# [Lesetext]
=====

Noch rechtzeitig wurde eine Lösung gefunden: Die Mieter*innen nutzten ihr Vorkaufsrecht und reichten die Wohnung an die landeseigene Gewobag weiter. Pünktlich reichten im Januar ausreichend Mieter*innen ihre Unterlagen ein, um das möglich zu machen.
Rückkauf ist teuer
Doch der Haken ist: auch die Gewobag musste für die Wohnungen viel Geld bezahlen. Von circa 90 bis 100 Millionen Euro für 316 Wohnungen ist die Rede. Mit der Miete des jetzigen (überteuerten) Mietspiegels dauert es allein 52 Jahre, bis das wieder abgezahlt ist.

=====

# [Datensatz]

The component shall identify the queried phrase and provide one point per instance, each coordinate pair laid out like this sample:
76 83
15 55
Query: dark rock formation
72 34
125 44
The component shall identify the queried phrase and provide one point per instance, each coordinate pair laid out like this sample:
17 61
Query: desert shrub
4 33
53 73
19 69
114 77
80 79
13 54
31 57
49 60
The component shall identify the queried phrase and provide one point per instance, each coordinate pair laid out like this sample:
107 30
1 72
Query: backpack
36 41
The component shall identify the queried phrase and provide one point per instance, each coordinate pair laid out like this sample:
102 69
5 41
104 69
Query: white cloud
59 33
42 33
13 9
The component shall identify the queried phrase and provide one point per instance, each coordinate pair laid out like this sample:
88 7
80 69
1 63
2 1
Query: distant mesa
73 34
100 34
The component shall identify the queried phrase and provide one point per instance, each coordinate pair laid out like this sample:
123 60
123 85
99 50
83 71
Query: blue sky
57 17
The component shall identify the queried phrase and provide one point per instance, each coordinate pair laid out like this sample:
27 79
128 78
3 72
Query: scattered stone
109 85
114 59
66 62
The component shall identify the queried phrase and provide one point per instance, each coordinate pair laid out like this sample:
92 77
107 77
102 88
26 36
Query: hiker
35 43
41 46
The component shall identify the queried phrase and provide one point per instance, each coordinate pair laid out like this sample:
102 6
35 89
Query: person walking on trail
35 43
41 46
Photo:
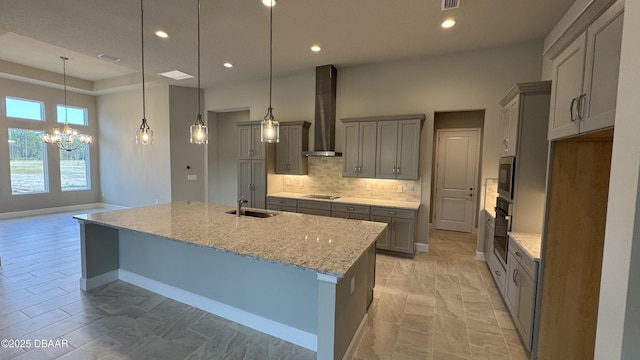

=====

# [Zu erledigen 1]
Wiederhole aus dem Lesetext wortgetreu den Abschnitt von „Noch rechtzeitig wurde“ bis „möglich zu machen.“.
# [Zu erledigen 2]
Für wie viele Wohnungen musste die Gewobag laut Lesetext circa 90 bis 100 Millionen Euro bezahlen?
Das Material ist eigenständig und gehört nicht zum Lesetext.

# [Antwort zur Übung 1]
Noch rechtzeitig wurde eine Lösung gefunden: Die Mieter*innen nutzten ihr Vorkaufsrecht und reichten die Wohnung an die landeseigene Gewobag weiter. Pünktlich reichten im Januar ausreichend Mieter*innen ihre Unterlagen ein, um das möglich zu machen.

# [Antwort zur Übung 2]
Für 316 Wohnungen.